WHAT TO WORK ON: Filter the entries down to the lines holding "Need", then copy those lines.

DATA IN THIS EXERCISE:
◆ ◆ ◆ ◆ ◆ ◆ ◆
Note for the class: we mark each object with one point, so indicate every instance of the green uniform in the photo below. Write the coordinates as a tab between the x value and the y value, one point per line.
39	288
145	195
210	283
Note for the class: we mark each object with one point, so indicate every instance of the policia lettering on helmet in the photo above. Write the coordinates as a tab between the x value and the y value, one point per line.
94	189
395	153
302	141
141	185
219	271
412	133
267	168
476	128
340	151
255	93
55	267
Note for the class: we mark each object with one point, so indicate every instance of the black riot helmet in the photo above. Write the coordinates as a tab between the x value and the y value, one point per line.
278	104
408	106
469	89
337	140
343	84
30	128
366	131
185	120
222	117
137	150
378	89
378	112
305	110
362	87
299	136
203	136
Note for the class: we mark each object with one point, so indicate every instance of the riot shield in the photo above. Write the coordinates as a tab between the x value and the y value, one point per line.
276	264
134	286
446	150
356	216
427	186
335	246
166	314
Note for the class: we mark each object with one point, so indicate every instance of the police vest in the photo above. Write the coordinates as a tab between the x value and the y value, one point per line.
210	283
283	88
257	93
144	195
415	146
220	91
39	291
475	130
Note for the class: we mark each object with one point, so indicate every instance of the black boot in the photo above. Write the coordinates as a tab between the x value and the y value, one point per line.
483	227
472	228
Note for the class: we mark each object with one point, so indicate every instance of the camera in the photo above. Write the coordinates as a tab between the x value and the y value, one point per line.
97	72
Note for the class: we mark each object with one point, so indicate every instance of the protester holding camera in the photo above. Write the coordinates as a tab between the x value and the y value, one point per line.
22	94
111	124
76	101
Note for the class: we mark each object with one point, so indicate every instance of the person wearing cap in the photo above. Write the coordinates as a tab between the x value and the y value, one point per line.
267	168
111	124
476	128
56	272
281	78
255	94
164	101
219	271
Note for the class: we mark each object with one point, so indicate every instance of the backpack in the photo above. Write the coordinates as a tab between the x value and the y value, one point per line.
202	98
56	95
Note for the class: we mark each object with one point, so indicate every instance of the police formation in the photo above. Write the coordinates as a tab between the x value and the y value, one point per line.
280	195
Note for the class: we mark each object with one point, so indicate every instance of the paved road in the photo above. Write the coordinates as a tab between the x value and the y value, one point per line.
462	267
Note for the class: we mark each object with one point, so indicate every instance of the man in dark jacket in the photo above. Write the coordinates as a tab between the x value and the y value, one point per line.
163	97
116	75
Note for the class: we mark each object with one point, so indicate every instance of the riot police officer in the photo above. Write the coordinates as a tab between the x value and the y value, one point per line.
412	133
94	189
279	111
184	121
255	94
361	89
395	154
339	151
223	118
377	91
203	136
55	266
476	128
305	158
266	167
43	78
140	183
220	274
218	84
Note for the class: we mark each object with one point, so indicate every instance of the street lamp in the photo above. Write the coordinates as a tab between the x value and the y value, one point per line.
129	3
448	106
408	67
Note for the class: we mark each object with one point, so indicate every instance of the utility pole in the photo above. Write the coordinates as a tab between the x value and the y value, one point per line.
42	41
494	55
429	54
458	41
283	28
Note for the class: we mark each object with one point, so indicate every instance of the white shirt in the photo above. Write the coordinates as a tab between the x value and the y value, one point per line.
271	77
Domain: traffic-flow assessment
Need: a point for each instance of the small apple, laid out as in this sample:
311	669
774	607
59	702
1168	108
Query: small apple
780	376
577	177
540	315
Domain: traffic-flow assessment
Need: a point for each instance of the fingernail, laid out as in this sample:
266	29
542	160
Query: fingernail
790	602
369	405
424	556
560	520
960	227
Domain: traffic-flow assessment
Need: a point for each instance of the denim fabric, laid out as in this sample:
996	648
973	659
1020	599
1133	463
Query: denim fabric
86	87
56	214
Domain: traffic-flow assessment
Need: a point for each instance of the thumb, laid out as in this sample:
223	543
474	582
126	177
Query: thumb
◆ ◆ ◆ ◆ ◆ ◆ ◆
TASK SOLUTION:
Need: a point for each instance of the small apple, laid out as in this sample:
Need: a point for each instance of the fingernail, laid out as in this sample:
Need: a point for each instance of the denim fabric, laid out as in this sample:
Need: a point for each instance of the thumb, laid out as in this sample:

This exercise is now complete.